Saved entries:
-=-=-

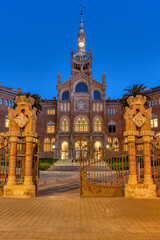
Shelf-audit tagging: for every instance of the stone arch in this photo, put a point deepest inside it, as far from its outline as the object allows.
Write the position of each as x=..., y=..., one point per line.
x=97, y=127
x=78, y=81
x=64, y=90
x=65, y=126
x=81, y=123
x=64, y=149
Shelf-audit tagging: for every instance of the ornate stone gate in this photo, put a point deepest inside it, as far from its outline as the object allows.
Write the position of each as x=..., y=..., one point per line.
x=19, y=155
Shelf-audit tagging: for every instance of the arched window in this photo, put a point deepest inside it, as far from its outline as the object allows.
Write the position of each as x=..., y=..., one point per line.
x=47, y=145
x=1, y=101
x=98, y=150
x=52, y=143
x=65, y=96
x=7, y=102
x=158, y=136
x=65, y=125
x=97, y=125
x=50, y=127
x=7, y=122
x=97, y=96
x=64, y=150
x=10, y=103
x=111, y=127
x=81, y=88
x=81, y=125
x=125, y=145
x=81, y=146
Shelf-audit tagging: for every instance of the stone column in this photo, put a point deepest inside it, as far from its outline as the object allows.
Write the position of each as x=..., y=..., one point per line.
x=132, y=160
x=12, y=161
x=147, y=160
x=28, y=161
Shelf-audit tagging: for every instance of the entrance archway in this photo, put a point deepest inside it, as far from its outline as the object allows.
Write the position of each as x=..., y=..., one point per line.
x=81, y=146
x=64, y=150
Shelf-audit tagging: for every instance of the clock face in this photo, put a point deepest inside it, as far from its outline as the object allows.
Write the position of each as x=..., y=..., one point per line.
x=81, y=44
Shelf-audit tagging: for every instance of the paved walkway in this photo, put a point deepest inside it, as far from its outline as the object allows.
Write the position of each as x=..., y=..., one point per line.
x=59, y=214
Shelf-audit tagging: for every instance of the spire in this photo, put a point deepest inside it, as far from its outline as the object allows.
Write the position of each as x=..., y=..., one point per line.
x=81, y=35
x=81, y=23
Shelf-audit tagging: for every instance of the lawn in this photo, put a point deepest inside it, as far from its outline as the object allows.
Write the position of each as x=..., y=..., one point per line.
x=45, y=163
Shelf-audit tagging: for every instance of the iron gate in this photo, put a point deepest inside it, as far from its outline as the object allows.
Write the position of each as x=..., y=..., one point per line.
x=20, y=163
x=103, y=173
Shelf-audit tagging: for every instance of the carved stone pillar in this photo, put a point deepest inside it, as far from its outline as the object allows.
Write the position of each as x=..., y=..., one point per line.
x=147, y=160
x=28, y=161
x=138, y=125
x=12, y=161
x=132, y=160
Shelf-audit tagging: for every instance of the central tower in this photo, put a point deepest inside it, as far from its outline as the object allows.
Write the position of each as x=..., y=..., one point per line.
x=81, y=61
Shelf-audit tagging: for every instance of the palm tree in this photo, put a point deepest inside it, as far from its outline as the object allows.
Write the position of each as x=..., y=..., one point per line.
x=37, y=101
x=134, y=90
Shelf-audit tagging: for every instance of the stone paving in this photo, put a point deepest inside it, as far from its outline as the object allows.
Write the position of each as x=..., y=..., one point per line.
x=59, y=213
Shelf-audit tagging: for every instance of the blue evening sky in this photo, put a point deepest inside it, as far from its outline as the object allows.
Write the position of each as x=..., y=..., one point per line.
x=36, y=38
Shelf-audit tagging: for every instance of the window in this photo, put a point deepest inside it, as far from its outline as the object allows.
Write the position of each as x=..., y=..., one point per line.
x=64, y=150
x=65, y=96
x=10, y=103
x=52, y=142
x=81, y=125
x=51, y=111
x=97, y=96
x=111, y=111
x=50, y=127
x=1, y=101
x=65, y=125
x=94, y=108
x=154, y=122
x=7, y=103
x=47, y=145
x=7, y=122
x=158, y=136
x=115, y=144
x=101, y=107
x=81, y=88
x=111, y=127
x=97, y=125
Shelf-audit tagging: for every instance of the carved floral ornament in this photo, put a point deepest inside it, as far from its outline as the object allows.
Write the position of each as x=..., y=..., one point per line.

-=-=-

What you will do:
Find and copy each line above that includes the string "window".

Answer section:
Shelf-audit tagging: for every instance of the arched window in this photo, put a point deepest inside it, as far from its outline as the object allows.
Shelf-audit tagging: for every instance of the window in this photo, put a point deepest inside it, as far from its outline as the object allows.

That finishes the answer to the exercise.